Input records:

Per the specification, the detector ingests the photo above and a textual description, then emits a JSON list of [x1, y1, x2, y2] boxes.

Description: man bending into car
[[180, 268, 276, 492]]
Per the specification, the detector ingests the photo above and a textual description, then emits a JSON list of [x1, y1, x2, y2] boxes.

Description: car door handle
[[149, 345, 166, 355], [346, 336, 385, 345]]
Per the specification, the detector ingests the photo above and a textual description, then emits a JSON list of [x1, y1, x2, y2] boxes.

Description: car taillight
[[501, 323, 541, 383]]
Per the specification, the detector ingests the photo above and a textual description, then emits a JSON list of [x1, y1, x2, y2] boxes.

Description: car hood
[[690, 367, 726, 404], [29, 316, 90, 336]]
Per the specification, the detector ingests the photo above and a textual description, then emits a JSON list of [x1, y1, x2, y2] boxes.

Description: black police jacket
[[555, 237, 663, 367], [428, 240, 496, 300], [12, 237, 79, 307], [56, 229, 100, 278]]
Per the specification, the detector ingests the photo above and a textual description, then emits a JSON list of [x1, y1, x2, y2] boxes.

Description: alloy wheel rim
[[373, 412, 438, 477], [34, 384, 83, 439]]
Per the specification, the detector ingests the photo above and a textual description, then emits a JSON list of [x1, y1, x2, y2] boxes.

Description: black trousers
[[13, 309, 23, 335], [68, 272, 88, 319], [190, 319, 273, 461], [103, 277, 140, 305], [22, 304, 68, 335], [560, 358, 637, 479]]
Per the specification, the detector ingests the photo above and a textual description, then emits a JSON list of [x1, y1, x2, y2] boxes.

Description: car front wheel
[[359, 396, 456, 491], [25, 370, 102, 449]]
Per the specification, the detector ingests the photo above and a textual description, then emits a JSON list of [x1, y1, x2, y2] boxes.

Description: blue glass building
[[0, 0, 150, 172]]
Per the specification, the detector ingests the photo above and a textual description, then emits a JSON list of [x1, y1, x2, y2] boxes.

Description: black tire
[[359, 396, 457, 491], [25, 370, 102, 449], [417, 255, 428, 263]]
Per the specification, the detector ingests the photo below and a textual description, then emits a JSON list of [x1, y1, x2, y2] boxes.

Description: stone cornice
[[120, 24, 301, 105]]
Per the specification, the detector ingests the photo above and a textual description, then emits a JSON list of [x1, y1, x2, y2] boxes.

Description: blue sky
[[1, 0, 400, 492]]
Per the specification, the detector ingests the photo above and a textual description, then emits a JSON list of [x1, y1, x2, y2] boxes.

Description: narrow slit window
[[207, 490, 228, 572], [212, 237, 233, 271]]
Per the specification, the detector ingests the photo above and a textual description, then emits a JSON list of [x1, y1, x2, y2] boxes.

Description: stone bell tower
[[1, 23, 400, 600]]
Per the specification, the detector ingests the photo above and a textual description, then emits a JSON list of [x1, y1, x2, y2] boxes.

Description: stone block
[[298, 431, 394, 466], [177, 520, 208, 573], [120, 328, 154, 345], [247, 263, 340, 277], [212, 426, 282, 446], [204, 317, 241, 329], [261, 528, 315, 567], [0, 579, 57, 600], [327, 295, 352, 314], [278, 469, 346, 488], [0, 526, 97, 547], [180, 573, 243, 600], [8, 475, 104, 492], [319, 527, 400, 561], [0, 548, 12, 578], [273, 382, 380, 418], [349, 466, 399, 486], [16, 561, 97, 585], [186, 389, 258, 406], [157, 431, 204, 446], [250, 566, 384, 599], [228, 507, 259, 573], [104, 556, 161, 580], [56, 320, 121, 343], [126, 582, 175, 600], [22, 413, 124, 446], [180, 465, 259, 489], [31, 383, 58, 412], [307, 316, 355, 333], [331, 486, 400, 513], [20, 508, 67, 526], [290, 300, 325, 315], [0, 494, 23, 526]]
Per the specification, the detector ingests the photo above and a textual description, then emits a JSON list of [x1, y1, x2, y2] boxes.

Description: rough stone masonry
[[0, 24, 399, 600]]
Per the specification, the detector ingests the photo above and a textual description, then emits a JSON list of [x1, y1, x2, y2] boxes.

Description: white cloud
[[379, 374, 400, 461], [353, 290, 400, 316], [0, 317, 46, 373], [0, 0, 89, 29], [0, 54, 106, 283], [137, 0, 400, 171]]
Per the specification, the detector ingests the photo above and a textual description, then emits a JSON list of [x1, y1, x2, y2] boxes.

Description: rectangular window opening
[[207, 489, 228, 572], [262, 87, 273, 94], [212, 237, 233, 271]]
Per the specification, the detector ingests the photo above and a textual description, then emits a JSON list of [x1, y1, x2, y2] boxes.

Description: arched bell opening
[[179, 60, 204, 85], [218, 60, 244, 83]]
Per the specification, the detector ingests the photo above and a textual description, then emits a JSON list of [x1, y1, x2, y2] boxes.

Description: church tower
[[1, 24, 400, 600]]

Task item: Go through the data above and return every line exactly.

Answer space:
Per the specification, the detector ingests the photo above and a textual description, then emits a JSON list of [x1, y1, x2, y2] boxes.

Description: man bending into car
[[180, 268, 276, 492]]
Per the specification, the detector ingests the photo above and a textual description, then emits a JSON list of [x1, y1, x2, y2] boxes.

Description: car door handle
[[149, 345, 166, 355], [346, 336, 385, 345]]
Per the specification, the detector ingests the photo above and a textual description, then emits a JSON list of [x1, y1, x2, y2] boxes.

Description: car taillight
[[501, 323, 541, 383]]
Per the specification, the detector ingests the photo above and a textual description, then emits a JSON list of [x1, y1, x2, y2] boxes.

Description: car hood
[[690, 367, 726, 404], [29, 316, 90, 336]]
Per the specification, the detector ingests the photo above and a textual description, then emits a JSON list of [x1, y1, x2, y2] boxes.

Description: black police jacket
[[555, 237, 663, 367], [428, 240, 496, 300], [12, 237, 79, 307], [56, 229, 100, 278]]
Per the specification, the detector ingests the photo above and a textual description, then emits a JSON list of [x1, y1, x2, y2] boxes.

Description: alloy wheel rim
[[373, 412, 438, 477], [34, 384, 83, 439]]
Per the specification, the detector ingests the photo above and a textual description, then emits a JSON list of [x1, y1, x2, y2] boxes.

Description: black trousers
[[13, 309, 23, 335], [68, 272, 88, 319], [190, 319, 273, 461], [103, 277, 140, 305], [22, 304, 68, 335], [560, 358, 637, 479]]
Per the specification, the detector ingests the photo above and a textual description, then emits a JSON list of [x1, y1, x2, y2] boxes.

Description: car front wheel
[[359, 396, 456, 491], [25, 370, 102, 449]]
Per the specification, the detector ingests the photo above and a textual description, then emits a JSON list of [x1, y1, x2, y2] boxes.

Description: blue glass building
[[0, 0, 150, 172]]
Per the specification, the detector ingests the photo above and a textual description, then emits a JSON list of [x1, y1, x2, y2] boxes.

Description: black tire
[[359, 396, 457, 491], [25, 370, 102, 449], [417, 255, 428, 263]]
Per the specification, the detector ingests the photo below and a textual description, then emits a JSON list of [x1, y1, x2, y2] boxes.

Description: stone cornice
[[120, 24, 301, 105]]
Per the specification, the detector ingests the photo above and a textual description, then emits a JSON list of [x1, y1, x2, y2] boxes.

Description: blue sky
[[1, 0, 400, 492]]
Per the specification, the detector ingests the photo above and a textual description, then emits a JSON list of [x1, y1, x2, y2] boxes.

Description: narrow slit window
[[207, 490, 228, 572], [212, 237, 233, 271]]
Per the specification, the detector ingests the photo above and a textual description, then emits a JSON list of [x1, y1, x2, y2] boxes.

Description: stone bell tower
[[1, 23, 400, 600]]
Per the specification, the detector ingests the photo above and a textual description, then emits a JSON list of [x1, y1, x2, y2] boxes.

Description: stone block
[[298, 431, 394, 466], [177, 520, 208, 573], [120, 328, 154, 345], [247, 263, 340, 277], [212, 426, 282, 446], [204, 317, 241, 329], [261, 528, 315, 567], [0, 579, 57, 600], [327, 295, 352, 314], [278, 469, 346, 488], [0, 526, 97, 547], [180, 573, 243, 600], [8, 475, 104, 492], [319, 527, 400, 561], [0, 548, 12, 578], [273, 382, 380, 418], [349, 466, 399, 486], [16, 561, 97, 585], [186, 389, 258, 406], [157, 431, 204, 446], [250, 566, 384, 599], [228, 507, 259, 573], [104, 556, 161, 580], [56, 320, 121, 343], [126, 582, 175, 600], [22, 413, 124, 446], [180, 465, 259, 489], [31, 383, 58, 412], [307, 316, 355, 333], [331, 486, 400, 513], [20, 508, 67, 526], [290, 300, 325, 315], [0, 494, 23, 526]]
Per the specification, the detector ingests the photo above and a textual description, then emits a JSON list of [x1, y1, x2, y2] boxes.

Description: rough stone masonry
[[0, 24, 399, 600]]
Per the specification, the detector ingests the photo above and a textual description, then emits a JSON list of [x1, y1, x2, y2] boxes.

Description: white cloud
[[379, 374, 400, 461], [353, 290, 400, 316], [0, 317, 46, 373], [0, 0, 89, 29], [0, 54, 106, 283], [137, 0, 400, 171]]
Per the specification, the detector ingests the photo above and a textual description, then emits a JSON list of [x1, y1, x2, y2] boxes.

Description: rectangular window opening
[[207, 489, 228, 572], [262, 87, 273, 94], [212, 237, 233, 271]]
Per the specification, the detector ingests the photo above and a textual description, then emits a JSON list of [x1, y1, x2, y2] boxes.

Description: arched bell opening
[[179, 60, 204, 85], [218, 60, 244, 83]]
Per the specification, the detector ingests the photo above and a textual description, then emits a JSON list of [x1, y1, x2, y2] boxes.

Description: church tower
[[1, 24, 400, 600]]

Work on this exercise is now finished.